Aim
Reproduce every line of the material below verbatim, leaving out the pictures.

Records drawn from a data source
------

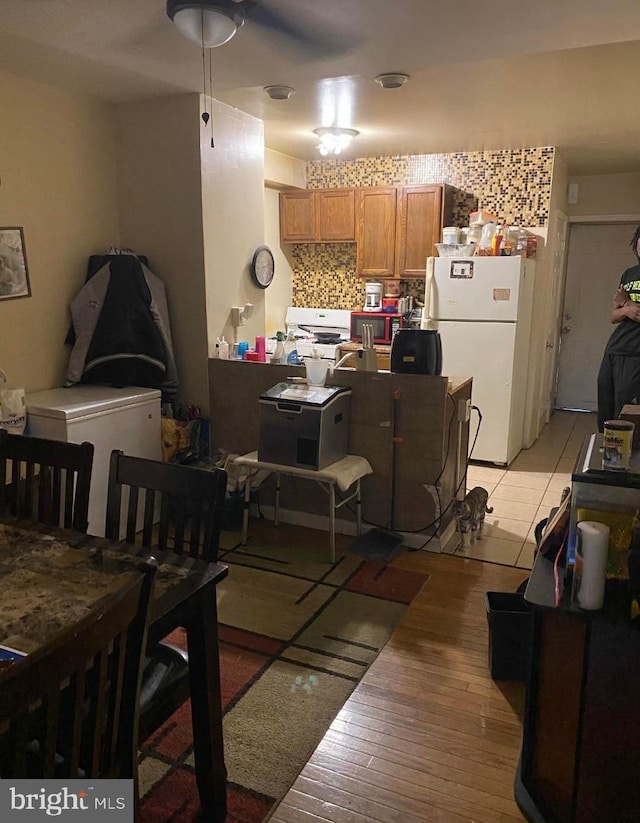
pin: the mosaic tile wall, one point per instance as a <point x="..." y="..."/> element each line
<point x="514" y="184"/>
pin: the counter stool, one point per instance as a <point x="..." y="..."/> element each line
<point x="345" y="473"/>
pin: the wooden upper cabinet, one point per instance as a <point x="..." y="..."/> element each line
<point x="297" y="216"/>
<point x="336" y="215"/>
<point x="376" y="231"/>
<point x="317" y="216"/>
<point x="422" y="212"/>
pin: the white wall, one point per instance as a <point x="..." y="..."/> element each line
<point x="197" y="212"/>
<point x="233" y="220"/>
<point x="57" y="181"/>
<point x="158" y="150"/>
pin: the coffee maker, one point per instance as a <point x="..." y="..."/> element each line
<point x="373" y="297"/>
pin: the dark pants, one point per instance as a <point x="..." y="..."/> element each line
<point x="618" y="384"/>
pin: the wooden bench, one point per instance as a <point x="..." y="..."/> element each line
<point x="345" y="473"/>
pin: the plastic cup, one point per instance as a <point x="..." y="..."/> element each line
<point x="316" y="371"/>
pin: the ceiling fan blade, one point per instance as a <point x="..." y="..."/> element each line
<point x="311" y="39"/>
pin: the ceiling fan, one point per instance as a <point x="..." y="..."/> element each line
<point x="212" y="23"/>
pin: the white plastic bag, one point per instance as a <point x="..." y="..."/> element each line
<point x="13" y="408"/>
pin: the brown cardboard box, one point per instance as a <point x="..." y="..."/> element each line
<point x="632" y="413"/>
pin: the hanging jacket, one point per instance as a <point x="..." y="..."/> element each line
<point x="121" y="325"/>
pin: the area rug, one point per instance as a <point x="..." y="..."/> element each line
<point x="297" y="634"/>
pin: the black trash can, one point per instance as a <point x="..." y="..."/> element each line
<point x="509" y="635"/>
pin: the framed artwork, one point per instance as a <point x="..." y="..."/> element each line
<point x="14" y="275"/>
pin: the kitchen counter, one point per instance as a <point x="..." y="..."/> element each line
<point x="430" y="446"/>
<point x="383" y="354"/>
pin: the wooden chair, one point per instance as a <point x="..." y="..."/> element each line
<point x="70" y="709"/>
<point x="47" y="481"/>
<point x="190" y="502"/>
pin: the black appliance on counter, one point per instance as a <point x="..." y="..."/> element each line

------

Expected answer
pin: the mosaic tile wall, one point per instance as a <point x="..." y="..."/> element each line
<point x="514" y="184"/>
pin: the counter stool, one point per instance as a <point x="..." y="..."/> element each line
<point x="345" y="473"/>
pin: the wooden upper cabinet, one point per instance as a <point x="..." y="..."/> element each line
<point x="297" y="216"/>
<point x="336" y="215"/>
<point x="376" y="231"/>
<point x="317" y="216"/>
<point x="422" y="212"/>
pin: the white wall, one point per instance as a <point x="..." y="..."/> element each line
<point x="197" y="212"/>
<point x="233" y="220"/>
<point x="57" y="181"/>
<point x="158" y="150"/>
pin: the coffee maker, one point per instance as a <point x="..." y="..."/> element each line
<point x="373" y="297"/>
pin: the dark pants, one point per instance as a <point x="..." y="..."/> element each line
<point x="618" y="384"/>
pin: the wooden bench, one point per instance as a <point x="..." y="..."/> element each line
<point x="345" y="473"/>
pin: the plastic cup, one point per instance as a <point x="..." y="..."/> element each line
<point x="316" y="371"/>
pin: the ceiling fan blade, one point per instance as a <point x="..." y="..."/> element each line
<point x="311" y="39"/>
pin: the ceiling fan, one point per instance as a <point x="..." y="..."/> element each line
<point x="212" y="23"/>
pin: the white plastic bag, one point per instance as a <point x="..." y="..."/> element each line
<point x="13" y="408"/>
pin: the brown cardboard box, one point per instance as a <point x="..." y="..."/> element each line
<point x="632" y="413"/>
pin: the hanging jacket, one point per instance as a <point x="..." y="..."/> element each line
<point x="121" y="325"/>
pin: the area rug, one point per instance as a <point x="..." y="..."/> element each line
<point x="297" y="634"/>
pin: the black trash can, one point per instance as a <point x="..." y="..."/> element each line
<point x="509" y="635"/>
pin: the framed artwork, one point per instance as a <point x="..." y="..."/> element each line
<point x="14" y="275"/>
pin: the kitchen counter, one point per instance as a <point x="..." y="..."/> element each line
<point x="430" y="446"/>
<point x="383" y="354"/>
pin: the wooden chair, one point per instance as a <point x="..." y="..."/> element each line
<point x="70" y="709"/>
<point x="47" y="481"/>
<point x="190" y="502"/>
pin: the black appliance on counter, one point per instance as a <point x="..." y="..."/> element each line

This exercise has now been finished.